[Work required] Go through the data and tally the lines that include "shirt". The reply is that number alone.

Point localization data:
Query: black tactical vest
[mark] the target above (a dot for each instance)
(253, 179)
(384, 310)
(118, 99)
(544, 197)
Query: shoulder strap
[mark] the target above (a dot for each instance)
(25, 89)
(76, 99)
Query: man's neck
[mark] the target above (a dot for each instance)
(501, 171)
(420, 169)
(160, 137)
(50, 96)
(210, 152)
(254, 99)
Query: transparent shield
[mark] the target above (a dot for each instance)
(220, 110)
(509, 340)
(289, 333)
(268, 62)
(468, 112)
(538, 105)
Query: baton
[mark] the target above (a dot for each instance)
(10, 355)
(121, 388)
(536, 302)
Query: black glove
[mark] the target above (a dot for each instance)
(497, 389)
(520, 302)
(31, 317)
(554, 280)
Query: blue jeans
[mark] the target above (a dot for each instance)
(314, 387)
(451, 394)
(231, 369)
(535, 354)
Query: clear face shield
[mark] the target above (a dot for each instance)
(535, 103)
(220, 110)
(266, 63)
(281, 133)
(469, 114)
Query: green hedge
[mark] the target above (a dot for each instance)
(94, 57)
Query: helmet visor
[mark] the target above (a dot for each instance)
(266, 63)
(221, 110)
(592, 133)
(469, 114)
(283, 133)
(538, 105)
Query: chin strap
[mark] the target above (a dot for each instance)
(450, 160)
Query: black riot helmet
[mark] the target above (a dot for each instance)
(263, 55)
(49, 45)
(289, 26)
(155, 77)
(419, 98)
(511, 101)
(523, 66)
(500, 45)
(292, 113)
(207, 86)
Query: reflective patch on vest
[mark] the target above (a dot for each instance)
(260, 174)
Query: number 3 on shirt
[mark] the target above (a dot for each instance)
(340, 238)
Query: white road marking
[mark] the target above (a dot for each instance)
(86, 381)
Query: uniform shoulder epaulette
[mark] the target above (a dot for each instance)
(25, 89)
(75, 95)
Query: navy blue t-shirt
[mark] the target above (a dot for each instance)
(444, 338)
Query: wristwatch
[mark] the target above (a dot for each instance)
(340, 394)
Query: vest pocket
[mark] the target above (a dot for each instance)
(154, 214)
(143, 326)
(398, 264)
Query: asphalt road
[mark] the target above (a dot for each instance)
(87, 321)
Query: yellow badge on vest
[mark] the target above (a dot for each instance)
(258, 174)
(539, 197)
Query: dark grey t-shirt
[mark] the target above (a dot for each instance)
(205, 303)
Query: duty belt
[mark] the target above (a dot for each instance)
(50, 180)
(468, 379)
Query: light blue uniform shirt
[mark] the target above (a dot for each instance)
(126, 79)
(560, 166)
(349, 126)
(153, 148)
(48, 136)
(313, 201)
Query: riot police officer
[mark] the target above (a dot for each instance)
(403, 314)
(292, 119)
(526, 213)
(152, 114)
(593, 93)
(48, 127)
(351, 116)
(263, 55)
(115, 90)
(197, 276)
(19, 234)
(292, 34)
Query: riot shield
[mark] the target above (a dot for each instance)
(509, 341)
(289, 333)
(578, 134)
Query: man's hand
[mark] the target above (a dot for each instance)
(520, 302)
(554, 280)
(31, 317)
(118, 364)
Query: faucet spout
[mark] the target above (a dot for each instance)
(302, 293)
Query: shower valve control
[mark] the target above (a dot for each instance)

[Output] 4